| What this task involves |
Word for word, repeat the records, leaving every picture behind.

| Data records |
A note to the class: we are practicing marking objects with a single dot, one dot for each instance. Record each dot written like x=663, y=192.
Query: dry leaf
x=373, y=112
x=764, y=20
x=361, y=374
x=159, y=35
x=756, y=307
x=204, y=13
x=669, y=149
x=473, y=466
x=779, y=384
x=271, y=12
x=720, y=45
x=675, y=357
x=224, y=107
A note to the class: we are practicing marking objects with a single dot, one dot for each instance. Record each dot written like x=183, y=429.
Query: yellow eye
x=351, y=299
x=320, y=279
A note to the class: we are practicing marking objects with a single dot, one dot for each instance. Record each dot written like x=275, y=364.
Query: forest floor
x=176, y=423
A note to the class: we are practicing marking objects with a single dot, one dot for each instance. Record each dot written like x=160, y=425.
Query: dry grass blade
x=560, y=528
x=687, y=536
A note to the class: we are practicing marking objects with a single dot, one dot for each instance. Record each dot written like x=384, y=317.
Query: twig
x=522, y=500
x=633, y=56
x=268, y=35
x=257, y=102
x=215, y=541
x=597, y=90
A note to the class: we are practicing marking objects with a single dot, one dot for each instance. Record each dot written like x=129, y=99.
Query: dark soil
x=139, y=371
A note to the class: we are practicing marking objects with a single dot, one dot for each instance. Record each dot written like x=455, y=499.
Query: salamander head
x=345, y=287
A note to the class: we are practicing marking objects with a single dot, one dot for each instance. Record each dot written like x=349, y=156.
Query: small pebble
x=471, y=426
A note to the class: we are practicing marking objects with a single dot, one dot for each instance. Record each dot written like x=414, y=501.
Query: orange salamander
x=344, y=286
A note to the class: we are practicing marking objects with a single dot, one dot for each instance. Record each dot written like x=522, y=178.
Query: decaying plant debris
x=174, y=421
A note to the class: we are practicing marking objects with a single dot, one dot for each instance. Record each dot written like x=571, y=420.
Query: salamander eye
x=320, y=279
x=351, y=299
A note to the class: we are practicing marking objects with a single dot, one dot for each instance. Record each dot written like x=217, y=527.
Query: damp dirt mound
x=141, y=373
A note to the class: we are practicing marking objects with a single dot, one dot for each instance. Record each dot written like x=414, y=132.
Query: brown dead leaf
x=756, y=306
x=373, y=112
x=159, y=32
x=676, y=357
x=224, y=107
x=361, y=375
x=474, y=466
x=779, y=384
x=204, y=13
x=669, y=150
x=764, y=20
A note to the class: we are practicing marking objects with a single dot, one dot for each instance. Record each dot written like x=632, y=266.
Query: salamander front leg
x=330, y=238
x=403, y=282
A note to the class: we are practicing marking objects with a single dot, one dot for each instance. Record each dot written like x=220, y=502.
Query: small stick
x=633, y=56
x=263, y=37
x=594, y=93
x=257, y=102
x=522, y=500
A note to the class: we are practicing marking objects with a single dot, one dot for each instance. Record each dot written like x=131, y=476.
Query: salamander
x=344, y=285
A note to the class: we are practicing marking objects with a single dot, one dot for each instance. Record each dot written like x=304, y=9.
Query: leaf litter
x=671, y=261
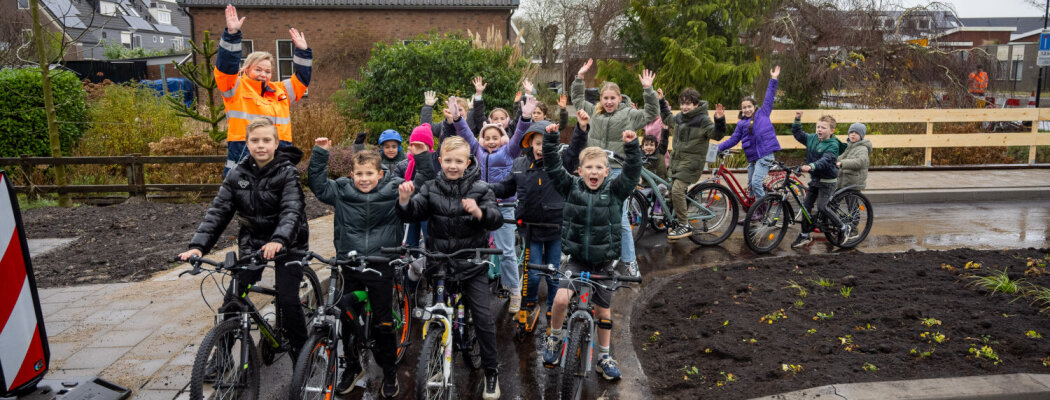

| Task solution |
A note to the class: we are practicing marking objects with a single dot, one dot for each instance. Record each dot written like x=663, y=192.
Query: dry leaf
x=373, y=112
x=764, y=20
x=361, y=374
x=159, y=35
x=756, y=307
x=204, y=13
x=669, y=149
x=473, y=466
x=779, y=384
x=271, y=12
x=720, y=45
x=675, y=357
x=224, y=107
A note to the class: we are practicing marking objects with a single dot, one dot for each instance. Record each dot written like x=183, y=429.
Query: yellow eye
x=351, y=299
x=320, y=279
A note to the class: we are practicing marking objects with a single dot, one dot for each instance. Record each dot written like x=275, y=364.
Query: forest floor
x=176, y=423
A note to the class: we are practicing marking objects with a single dot, one dot for each instance. Record each dot written like x=160, y=425.
Query: dry grass blade
x=560, y=528
x=687, y=536
A note to the class: we are practicing marking objects with a single dot, one dot for each instance. Record each dot written like x=384, y=317.
Query: twig
x=522, y=500
x=633, y=56
x=268, y=35
x=257, y=102
x=215, y=541
x=597, y=90
A note to the class: we are practicing marking objects with a single dot, one dot for each instance. Record each dot written like x=129, y=99.
Query: dark soil
x=139, y=371
A note to the class: we are practicing marking objects with a single dot, one dot for each instance. Record each dot written like x=455, y=499.
Query: salamander head
x=345, y=287
A note to the class: we are practicing marking objects with a single dot, one dot for each instance. Record each dot written like x=349, y=156.
Query: small pebble
x=471, y=426
A note to the class: we are practicing marking objects with a single dot, one dot for each instance. Record each dot written like x=414, y=501.
Query: orange salamander
x=344, y=286
A note to the class: we are practicing marking objects with a single dot, one dot for each instance. Record each dot written like x=522, y=178.
Query: decaying plant debris
x=174, y=421
A note to the class: we are practicing marking objects with a single dot, one dot for each instance. Record each dot written like x=571, y=420.
Query: salamander eye
x=320, y=279
x=351, y=299
A note to the class: we are practicing marking objects with a single dot, one dot for each instance. Record each dot written like x=217, y=527.
Query: damp dirt mound
x=141, y=373
A note to the class: we are practicing marking objects with a single dot, one dot for each instance. Record each dot written like x=414, y=132.
Query: brown dead leaf
x=756, y=306
x=373, y=112
x=159, y=32
x=676, y=357
x=224, y=107
x=361, y=375
x=474, y=466
x=779, y=384
x=204, y=13
x=669, y=150
x=764, y=20
A note to the class: we are practicing marking objects with a single dot, one dot for each instance. Record each dot written like x=632, y=266.
Query: salamander front leg
x=330, y=238
x=403, y=282
A note to the class: we are practicing marking objects with a single dot, one dot for each instance. Record each dot written like x=220, y=502.
Query: small stick
x=633, y=56
x=263, y=37
x=594, y=93
x=257, y=102
x=522, y=500
A note to the class: we are practicing marking objects with a single dot, one dot for each instance. Record each dot written like x=131, y=476.
Query: salamander
x=344, y=285
A note to the class: we are practicing marking objects with a single dot, one dot for each instance. Record each dot written like x=304, y=9.
Query: leaf litter
x=671, y=261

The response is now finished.